**Records taken from a dataset**.
—————

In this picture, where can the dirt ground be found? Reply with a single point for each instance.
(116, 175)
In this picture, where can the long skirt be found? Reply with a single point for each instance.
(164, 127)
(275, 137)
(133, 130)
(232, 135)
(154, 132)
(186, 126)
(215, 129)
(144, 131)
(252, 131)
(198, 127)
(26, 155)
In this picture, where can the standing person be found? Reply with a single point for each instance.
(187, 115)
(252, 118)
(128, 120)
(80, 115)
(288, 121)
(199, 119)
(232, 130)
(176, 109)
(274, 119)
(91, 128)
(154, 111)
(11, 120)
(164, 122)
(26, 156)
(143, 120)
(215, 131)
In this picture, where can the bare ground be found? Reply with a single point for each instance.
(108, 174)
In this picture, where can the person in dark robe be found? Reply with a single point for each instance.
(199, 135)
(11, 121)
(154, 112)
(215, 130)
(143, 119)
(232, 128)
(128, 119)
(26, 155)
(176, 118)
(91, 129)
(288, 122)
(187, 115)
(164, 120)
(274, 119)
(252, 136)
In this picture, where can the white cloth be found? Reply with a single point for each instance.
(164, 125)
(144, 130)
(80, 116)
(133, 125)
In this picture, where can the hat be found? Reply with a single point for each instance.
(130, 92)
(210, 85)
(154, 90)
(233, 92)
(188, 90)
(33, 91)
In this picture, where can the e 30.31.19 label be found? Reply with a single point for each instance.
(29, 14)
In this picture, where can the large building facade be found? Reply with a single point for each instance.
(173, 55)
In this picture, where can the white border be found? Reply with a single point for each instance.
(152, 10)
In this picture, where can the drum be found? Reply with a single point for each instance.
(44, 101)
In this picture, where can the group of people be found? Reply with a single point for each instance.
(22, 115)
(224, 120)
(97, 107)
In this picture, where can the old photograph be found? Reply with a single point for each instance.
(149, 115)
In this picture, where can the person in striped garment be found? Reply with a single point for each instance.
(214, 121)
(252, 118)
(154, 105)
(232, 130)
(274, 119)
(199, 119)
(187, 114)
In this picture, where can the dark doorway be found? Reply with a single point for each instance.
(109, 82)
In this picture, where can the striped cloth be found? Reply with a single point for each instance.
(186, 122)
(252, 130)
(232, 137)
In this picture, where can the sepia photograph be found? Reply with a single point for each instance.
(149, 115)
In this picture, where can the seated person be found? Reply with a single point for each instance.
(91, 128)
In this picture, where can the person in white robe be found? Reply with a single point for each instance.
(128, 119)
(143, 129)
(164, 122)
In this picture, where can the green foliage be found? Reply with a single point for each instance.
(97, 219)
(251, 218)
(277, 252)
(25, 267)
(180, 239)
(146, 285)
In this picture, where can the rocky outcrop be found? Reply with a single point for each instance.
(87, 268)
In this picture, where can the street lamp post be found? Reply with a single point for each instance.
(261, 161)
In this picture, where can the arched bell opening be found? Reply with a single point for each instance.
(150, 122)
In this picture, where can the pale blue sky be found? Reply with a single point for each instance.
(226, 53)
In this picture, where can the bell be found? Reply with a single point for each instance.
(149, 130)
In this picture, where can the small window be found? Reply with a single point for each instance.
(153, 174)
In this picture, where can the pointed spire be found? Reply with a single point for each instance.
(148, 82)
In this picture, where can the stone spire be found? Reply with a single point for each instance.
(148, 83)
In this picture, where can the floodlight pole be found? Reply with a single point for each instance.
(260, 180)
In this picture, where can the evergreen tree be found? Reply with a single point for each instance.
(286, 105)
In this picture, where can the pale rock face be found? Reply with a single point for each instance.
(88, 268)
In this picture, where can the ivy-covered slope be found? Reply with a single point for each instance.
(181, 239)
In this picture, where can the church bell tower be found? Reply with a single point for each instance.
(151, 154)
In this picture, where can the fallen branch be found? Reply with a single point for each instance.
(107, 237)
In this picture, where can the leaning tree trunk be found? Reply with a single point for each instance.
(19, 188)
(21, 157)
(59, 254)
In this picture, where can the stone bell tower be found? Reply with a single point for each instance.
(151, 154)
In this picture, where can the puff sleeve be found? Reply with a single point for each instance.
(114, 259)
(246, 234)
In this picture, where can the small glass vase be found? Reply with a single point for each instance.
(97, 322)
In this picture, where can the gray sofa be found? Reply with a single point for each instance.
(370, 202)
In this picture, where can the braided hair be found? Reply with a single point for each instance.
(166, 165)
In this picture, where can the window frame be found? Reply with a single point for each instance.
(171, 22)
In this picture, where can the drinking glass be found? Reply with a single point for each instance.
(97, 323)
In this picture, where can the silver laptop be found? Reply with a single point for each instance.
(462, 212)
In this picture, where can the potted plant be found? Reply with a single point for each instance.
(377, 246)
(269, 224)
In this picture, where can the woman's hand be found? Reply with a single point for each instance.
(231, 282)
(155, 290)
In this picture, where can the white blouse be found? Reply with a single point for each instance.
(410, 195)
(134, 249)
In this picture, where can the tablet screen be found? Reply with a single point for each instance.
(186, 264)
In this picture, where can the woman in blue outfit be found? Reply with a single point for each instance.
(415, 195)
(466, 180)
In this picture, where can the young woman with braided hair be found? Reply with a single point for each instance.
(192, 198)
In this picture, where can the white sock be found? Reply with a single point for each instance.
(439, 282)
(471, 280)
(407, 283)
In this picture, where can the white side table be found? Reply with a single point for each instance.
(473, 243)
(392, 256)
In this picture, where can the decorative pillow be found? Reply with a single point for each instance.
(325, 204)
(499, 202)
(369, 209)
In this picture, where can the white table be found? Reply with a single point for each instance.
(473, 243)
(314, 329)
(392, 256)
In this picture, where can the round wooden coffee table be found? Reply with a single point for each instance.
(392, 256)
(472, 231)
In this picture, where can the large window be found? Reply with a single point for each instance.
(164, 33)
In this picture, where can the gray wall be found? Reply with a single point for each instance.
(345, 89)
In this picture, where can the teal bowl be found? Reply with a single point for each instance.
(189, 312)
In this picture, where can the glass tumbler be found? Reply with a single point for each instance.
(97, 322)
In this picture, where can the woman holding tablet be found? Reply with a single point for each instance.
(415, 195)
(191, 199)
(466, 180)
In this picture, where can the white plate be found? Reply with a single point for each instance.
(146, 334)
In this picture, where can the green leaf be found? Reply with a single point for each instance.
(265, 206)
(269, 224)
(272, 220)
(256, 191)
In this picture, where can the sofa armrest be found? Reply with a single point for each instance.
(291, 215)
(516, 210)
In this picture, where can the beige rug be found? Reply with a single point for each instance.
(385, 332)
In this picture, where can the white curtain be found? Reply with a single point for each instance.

—————

**GIVEN REQUEST**. Print all of these records again line for line, changing nothing.

**IN RESPONSE**.
In this picture, where can the dirt ground be found? Reply with a single point for each instance.
(116, 175)
In this picture, where can the long skirt be found? Reply with a single point for each instance.
(164, 127)
(275, 137)
(133, 130)
(232, 135)
(154, 132)
(186, 126)
(215, 129)
(144, 131)
(252, 131)
(198, 127)
(26, 155)
In this picture, where can the standing person be found? Reply with a single point for each instance.
(187, 115)
(252, 118)
(128, 120)
(80, 115)
(288, 121)
(199, 119)
(232, 130)
(176, 109)
(274, 119)
(91, 128)
(154, 111)
(11, 120)
(164, 122)
(26, 156)
(143, 120)
(215, 131)
In this picture, where can the bare ground be found? Reply with a single point for each instance.
(108, 174)
In this picture, where can the person in dark robe be found? Reply with a single point for each instance.
(199, 135)
(11, 121)
(154, 112)
(215, 130)
(143, 119)
(232, 128)
(128, 119)
(26, 155)
(176, 118)
(91, 129)
(288, 122)
(187, 115)
(164, 120)
(274, 119)
(252, 136)
In this picture, where can the white cloth be found? Reply with a single point for each instance.
(164, 125)
(144, 130)
(80, 116)
(133, 125)
In this picture, where can the hat be found? Reply with a single point for each instance.
(130, 92)
(210, 85)
(154, 90)
(233, 92)
(188, 90)
(33, 91)
In this picture, where can the e 30.31.19 label be found? Reply with a single point for each instance.
(29, 14)
In this picture, where can the large building facade be found? Reply with a single point for each instance.
(173, 55)
In this picture, where can the white border be found? Reply with a single point for each instance.
(152, 10)
In this picture, where can the drum be found? Reply with a single point for each instance.
(44, 101)
In this picture, where can the group of people be found? Reply with a single point for each instance.
(22, 115)
(224, 120)
(97, 107)
In this picture, where can the old photograph be found? Reply with a single point for each instance.
(149, 115)
In this picture, where can the person in striped garment be found? Reply with a single point for each instance.
(214, 121)
(252, 118)
(154, 105)
(232, 130)
(274, 119)
(199, 119)
(187, 114)
In this picture, where can the dark doorway be found? Reply with a single point for each instance.
(109, 82)
In this picture, where can the striped cloth be found? Reply with a single point for each instance.
(186, 122)
(252, 130)
(232, 137)
In this picture, where can the sepia photograph be found? Reply with a single point for each instance.
(149, 115)
In this picture, where can the seated person be found? Reply with a single point for each instance.
(91, 128)
In this picture, where can the person in white robe be found? Reply with a single point for each instance.
(128, 119)
(143, 129)
(164, 122)
In this picture, where can the green foliage be found? Reply with a single point for each instance.
(97, 219)
(251, 218)
(277, 252)
(25, 267)
(180, 239)
(146, 285)
In this picture, where can the rocky outcrop be found? Reply with a single point for each instance.
(87, 268)
In this picture, where can the street lamp post be found? Reply with a single point for each instance.
(261, 161)
In this picture, where can the arched bell opening be found? Reply with a single point for each instance.
(150, 122)
In this picture, where can the pale blue sky be found? Reply with a single point for each instance.
(226, 53)
In this picture, where can the bell be found? Reply with a single point for each instance.
(149, 130)
In this picture, where can the small window be found? Reply with a single point for each instance.
(153, 174)
In this picture, where can the pointed spire be found? Reply with a single point for each instance.
(148, 82)
In this picture, where can the stone spire be found? Reply with a single point for each instance.
(148, 83)
In this picture, where can the floodlight pole be found? Reply with a single point for each instance.
(260, 180)
In this picture, where can the evergreen tree be found? Reply with a single point for each instance.
(286, 105)
In this picture, where can the pale rock face be found? Reply with a single point for each instance.
(88, 268)
In this picture, where can the ivy-covered slope be found? Reply with a single point for each instance.
(181, 239)
In this picture, where can the church bell tower be found? Reply with a single point for each instance.
(151, 154)
In this picture, where can the fallen branch be found? Reply with a single point for each instance.
(107, 237)
In this picture, where can the leaning tree trunk be found? Reply with a single point for each instance.
(19, 188)
(21, 157)
(59, 254)
In this picture, where can the stone bell tower be found? Reply with a single point for each instance.
(151, 154)
In this picture, where can the puff sleeve be found? Reply with a single point for each instance.
(114, 259)
(246, 234)
In this picture, where can the small glass vase be found? Reply with a single point for each instance.
(97, 322)
In this picture, where can the gray sofa be found? Reply with a single point for each instance.
(370, 202)
In this picture, where can the braided hair be found? Reply with a single point for each instance.
(166, 165)
In this picture, where can the window frame be found? Reply with a single point for each instance.
(171, 22)
In this picture, where can the drinking glass be found? Reply with a single point for each instance.
(97, 323)
In this picture, where can the silver laptop be found? Reply with a single point for each instance.
(462, 212)
In this picture, where can the potted plant be found? Reply with a single point for each instance.
(377, 246)
(269, 224)
In this picture, where can the woman's hand be found? Reply with a single point for each instance.
(231, 282)
(155, 290)
In this picture, where can the white blouse be found? Reply with a single point for each instance.
(410, 195)
(134, 249)
In this picture, where can the tablet screen be found? Reply with a single point for each instance.
(186, 264)
In this picture, where can the woman in blue outfit be found? Reply with a single point for each instance.
(415, 195)
(466, 180)
In this picture, where can the young woman with braided hair be found? Reply with a single point for each instance.
(192, 198)
In this picture, where can the white sock be found? Reply with a single point for each instance.
(439, 282)
(471, 280)
(407, 283)
In this picture, where can the white side table be found? Reply with a single point for each instance.
(473, 243)
(392, 256)
In this picture, where can the decorative pillow be found? Reply with a single point for each instance.
(325, 204)
(499, 202)
(369, 209)
In this picture, where can the white table be found? Reply with a single point for each instance.
(473, 243)
(314, 329)
(392, 256)
In this picture, where can the round wooden coffee table be found? Reply with a single point for each instance.
(392, 256)
(472, 231)
In this picture, where can the large window be found? Reply with a single point for each instance.
(164, 33)
In this picture, where can the gray wall be found? Reply with a single point for each instance.
(345, 89)
In this picture, where can the teal bowl be found? Reply with a single point for each instance.
(189, 312)
In this picture, where can the glass tumbler be found? Reply with a single point for each instance.
(97, 322)
In this picture, where can the woman holding tablet be found? Reply with a single point for each instance.
(415, 195)
(191, 199)
(466, 180)
In this picture, where can the white plate be found? Reply with a single point for each instance.
(146, 334)
In this picture, where can the green leaf be found? Reply with a single point for each instance.
(265, 206)
(269, 224)
(272, 220)
(256, 191)
In this picture, where can the sofa armrest be found? Reply with a single point for each instance.
(291, 215)
(516, 210)
In this picture, where can the beige rug be found? Reply with a single point for each instance.
(385, 332)
In this picture, where can the white curtain be found? Reply with a single point for each instance.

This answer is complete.